Objective:
Keep the pictures out of the copy and print all the entries below exactly.

═════ Provided information ═════

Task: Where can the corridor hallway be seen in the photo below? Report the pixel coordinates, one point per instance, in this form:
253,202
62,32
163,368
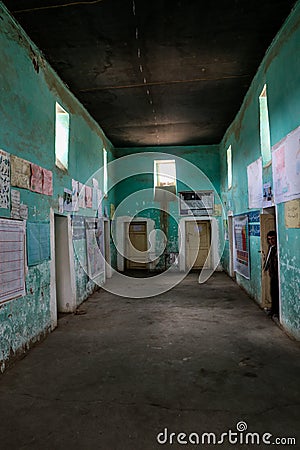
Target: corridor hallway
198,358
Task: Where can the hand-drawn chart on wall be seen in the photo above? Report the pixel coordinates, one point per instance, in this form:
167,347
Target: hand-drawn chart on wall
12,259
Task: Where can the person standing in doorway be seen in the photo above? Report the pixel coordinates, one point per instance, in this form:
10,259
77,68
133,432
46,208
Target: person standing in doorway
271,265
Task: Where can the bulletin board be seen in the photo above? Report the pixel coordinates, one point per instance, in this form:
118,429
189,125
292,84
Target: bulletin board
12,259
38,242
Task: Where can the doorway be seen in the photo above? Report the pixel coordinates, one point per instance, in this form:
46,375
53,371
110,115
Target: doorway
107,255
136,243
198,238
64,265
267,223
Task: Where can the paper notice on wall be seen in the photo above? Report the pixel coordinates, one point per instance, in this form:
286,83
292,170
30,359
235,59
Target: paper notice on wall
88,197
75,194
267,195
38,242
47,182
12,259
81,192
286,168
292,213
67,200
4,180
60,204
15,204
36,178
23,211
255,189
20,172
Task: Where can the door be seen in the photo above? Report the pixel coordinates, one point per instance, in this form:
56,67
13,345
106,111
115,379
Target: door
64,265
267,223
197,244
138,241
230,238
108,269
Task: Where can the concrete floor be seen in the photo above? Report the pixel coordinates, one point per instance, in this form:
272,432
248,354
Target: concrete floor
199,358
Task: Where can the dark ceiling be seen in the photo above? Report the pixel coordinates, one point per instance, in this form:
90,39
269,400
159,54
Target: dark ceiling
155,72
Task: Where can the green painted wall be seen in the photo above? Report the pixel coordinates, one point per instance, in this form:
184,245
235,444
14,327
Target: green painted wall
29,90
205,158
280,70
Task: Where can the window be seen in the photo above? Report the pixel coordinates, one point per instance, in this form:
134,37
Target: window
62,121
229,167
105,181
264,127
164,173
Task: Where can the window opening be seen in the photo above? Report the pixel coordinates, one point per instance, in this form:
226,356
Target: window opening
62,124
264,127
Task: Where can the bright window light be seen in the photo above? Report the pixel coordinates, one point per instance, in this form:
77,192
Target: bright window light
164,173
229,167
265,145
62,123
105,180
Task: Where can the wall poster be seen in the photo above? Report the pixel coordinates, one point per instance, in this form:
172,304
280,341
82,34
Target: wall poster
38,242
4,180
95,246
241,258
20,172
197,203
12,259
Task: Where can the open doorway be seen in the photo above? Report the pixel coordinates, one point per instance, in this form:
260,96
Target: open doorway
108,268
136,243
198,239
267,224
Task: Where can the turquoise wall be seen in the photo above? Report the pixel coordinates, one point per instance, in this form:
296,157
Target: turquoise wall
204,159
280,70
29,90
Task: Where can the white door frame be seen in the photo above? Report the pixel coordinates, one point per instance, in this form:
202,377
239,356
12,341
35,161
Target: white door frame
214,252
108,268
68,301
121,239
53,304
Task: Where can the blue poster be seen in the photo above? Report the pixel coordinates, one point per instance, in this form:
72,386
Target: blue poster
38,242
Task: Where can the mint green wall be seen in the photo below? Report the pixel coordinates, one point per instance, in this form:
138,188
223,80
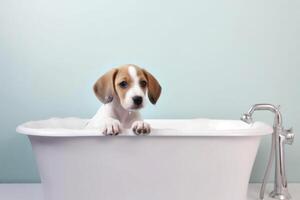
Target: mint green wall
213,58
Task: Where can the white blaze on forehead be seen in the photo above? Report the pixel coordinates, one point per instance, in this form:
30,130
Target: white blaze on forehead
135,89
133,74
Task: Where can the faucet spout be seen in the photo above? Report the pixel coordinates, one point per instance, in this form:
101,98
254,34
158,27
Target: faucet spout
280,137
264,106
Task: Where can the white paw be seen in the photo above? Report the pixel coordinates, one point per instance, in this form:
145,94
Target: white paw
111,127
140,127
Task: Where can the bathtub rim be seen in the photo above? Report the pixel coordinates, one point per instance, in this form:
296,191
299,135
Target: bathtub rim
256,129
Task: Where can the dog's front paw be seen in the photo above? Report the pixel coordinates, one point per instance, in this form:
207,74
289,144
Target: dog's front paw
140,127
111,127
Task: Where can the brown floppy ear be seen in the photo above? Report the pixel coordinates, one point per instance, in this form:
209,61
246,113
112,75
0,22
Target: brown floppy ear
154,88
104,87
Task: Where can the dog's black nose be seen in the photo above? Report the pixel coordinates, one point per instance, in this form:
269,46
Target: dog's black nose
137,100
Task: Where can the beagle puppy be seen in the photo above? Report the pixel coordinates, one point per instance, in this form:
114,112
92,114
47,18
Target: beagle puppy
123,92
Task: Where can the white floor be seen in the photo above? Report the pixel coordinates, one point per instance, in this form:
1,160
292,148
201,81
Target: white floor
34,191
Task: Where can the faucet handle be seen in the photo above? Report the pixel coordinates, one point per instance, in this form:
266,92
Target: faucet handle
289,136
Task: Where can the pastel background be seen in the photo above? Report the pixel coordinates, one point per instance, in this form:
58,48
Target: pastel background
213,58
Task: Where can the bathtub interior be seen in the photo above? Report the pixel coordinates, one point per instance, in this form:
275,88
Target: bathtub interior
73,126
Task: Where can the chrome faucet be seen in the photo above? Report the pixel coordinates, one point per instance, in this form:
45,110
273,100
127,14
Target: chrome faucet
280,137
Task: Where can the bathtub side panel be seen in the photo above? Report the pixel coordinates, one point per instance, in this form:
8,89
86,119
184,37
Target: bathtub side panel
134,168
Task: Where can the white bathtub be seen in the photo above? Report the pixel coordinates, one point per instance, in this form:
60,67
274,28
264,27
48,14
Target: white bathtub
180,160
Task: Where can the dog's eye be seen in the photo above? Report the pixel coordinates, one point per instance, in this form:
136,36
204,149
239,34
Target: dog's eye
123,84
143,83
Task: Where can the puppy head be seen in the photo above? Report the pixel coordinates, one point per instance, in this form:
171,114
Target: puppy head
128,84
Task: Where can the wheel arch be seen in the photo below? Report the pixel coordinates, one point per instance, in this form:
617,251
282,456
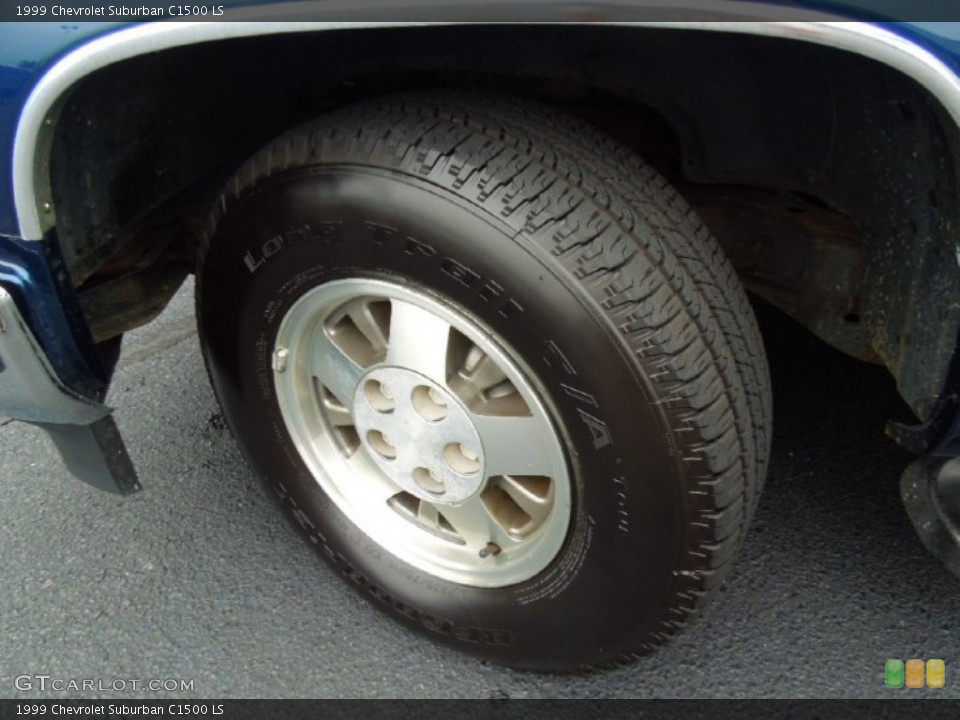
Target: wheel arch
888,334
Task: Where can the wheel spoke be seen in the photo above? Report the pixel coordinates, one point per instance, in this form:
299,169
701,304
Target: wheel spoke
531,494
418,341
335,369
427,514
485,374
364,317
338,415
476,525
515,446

═════

The result:
Task: Where can the corridor hallway be seen in the photo below? Report the pixel coordinates, one point per instance, in this form:
253,202
62,32
163,368
Target: corridor hallway
198,358
Task: Where can the hand-drawn chart on wall be seen in the photo above? Report the pixel coordinates, one point per instance, in this form:
167,347
Target: hand-drawn chart on wall
12,259
Task: Where can the person standing in doorway be seen in the photo above? Report the pixel coordinates, one point per instance, in this form:
10,259
77,68
133,432
46,208
Target: person standing in doorway
271,265
Task: Where can the bulletin board be seen in the photo above? Report the pixel coordinates, one point per instance, in this form:
118,429
189,125
292,84
Target: bulletin board
12,259
38,242
Task: Where can the doorway be seen in the photo above? Report the pixel coordinates, one point per instance, in this form:
46,375
53,371
110,115
Target: doorway
107,255
136,243
198,238
64,265
267,223
Task: Where can the paper notice on wall be seen in the photo above? Report the pixel coordinates, one point per instance, in this form:
286,83
292,170
30,359
235,59
Target: paper notice on wall
88,197
75,194
267,195
38,242
47,182
12,259
81,192
286,168
292,213
67,200
4,180
60,204
15,204
36,178
23,211
255,189
20,172
Task: Where can the door be seen in the photo above? Report the pixel coordinates, one point per instance, in this form:
56,67
13,345
106,111
115,379
Target: door
64,265
267,223
197,244
138,241
230,238
108,269
Task: Where can the concrete floor be seen in the photo above? Report the pixel coordinates, one point per instance, in this form:
272,432
248,354
Target: concrete floor
199,358
Task: Where can the dark ceiling be seen in the photo above? Report the pixel coordinates, one point per instance, in this form:
90,39
269,400
159,54
Target: dark ceiling
155,72
Task: Where can the green painted wall be seen in the photo above? Report the pixel coordinates, one point per instance, in this form:
184,245
235,444
14,327
Target: green painted wall
29,90
205,158
280,70
Task: Where can the window be seen in the photo above? Report the pixel coordinates, one point per instance, in this form:
134,37
Target: window
62,121
229,167
105,181
264,127
164,173
Task: Where can the window opening be seen in the photo above? Report the pixel coordinates, one point per instance, in this form:
226,356
Target: window opening
62,124
264,127
Task: Where can the bright window light be seen in the photo above? Report the pixel coordinates, one point per instance, in this form:
77,192
Target: bright window light
164,173
229,167
265,145
62,123
105,180
Task: Where can the wall poster be seen in the photo above? Report the pixel coordinates, one point per instance, in this form:
172,304
280,341
82,34
Target: wall poster
38,242
4,180
95,246
241,258
20,172
197,203
12,259
Task: Where can the open doorway be seen in the photo above? Report the pixel coordinates, one point per instance, in this form:
260,96
Target: open doorway
108,268
136,243
198,239
267,224
Task: Where can the turquoise wall be seen in the photo above? Report the pixel coordinates, one point per instance, in this form:
296,157
Target: turquoise wall
204,159
280,70
29,90
Task: Where can the white door frame be seen in the photo above? Report the pixel coordinates, one point per instance, in this form:
202,377
239,356
12,341
35,161
Target: white door frame
214,252
108,268
68,301
121,239
53,304
Task: Where can the blue poster be seen in the photo above? Report the pixel coordinates, one point per instance, in this form:
72,386
Target: blue poster
38,242
Task: Where can the mint green wall be seen in the photo below? Report the pixel coordinates, one point per instance, in this form:
138,188
223,80
Target: mint green wall
213,58
Task: Where can the white blaze on forehead be seen in the photo above? Report the pixel coordinates, one point per instance, in this form:
30,130
Target: white blaze on forehead
135,89
133,74
Task: Where can the faucet spout be seen in the photo above? Report the pixel coordinates, one point per instance, in this form:
101,98
254,34
158,27
Target: faucet spout
280,137
264,106
Task: Where can the white paw be seen in the photo above? Report the pixel coordinates, one point per instance, in this form:
145,94
Target: white paw
111,127
140,127
Task: Where can the bathtub rim be seen in the photo above? Report the pixel coordinates, one point per instance, in this form:
296,191
299,135
Target: bathtub rim
256,129
Task: Where can the dog's front paw be seen in the photo above? Report the pixel coordinates, one point per instance, in this form:
207,74
289,144
Target: dog's front paw
140,127
111,127
Task: Where can the brown floppy ear be seen in the photo above? Report the pixel coordinates, one point per instance, in this form:
209,61
246,113
112,75
0,22
Target: brown floppy ear
154,88
104,87
Task: Where can the dog's black nose be seen in the photo above? Report the pixel coordinates, one point per instance, in this form:
269,46
Target: dog's black nose
137,100
Task: Where can the beagle puppy be seen in the photo above? Report the pixel coordinates, one point per instance, in this form:
114,112
92,114
47,18
Target: beagle puppy
123,92
Task: Where can the white floor be seen in the photo above? Report the pixel coordinates, one point per instance, in this form:
1,160
292,148
201,81
Target: white floor
34,191
Task: Where can the faucet handle be seen in the photo above? Report the pixel coordinates, one point per instance, in this form:
266,92
Target: faucet handle
289,136
Task: Where can the pastel background be seen in the photo above? Report the pixel coordinates, one point per instance, in this form:
58,48
Target: pastel background
213,58
Task: Where can the bathtub interior be seen in the photo above? Report the pixel coordinates, one point per instance, in this form:
275,88
Target: bathtub interior
73,126
Task: Where can the chrome faucet be seen in the photo above? Report the pixel coordinates, one point per instance, in this form:
45,110
273,100
127,14
Target: chrome faucet
280,137
Task: Where can the bathtub side panel be seen in the photo above? Report the pixel coordinates, one point per instance, in this form:
8,89
86,119
184,37
Target: bathtub side panel
134,168
Task: Where can the white bathtub be seen in the photo above? Report the pixel coordinates, one point per instance, in this form:
60,67
274,28
264,27
48,14
Target: white bathtub
180,160
Task: Where can the dog's eye be seen in the photo above? Report the pixel coordinates, one point per instance, in this form:
136,36
204,149
239,34
Target: dog's eye
123,84
143,83
Task: Where can the puppy head be seen in the photo above? Report the pixel coordinates, one point per instance, in this form:
171,114
Target: puppy head
128,84
Task: Where can the wheel arch be seen in the photo below? Report the pixel coordinates, one point per instance, in this form:
617,251
282,456
Target: wheel arch
888,334
Task: Where can the wheel spoke be seen in the photo above? Report the pixel coordinates, one point per instance, in this form:
299,169
701,304
Target: wheel spoke
531,494
418,341
335,369
427,514
485,374
364,317
338,415
476,525
515,446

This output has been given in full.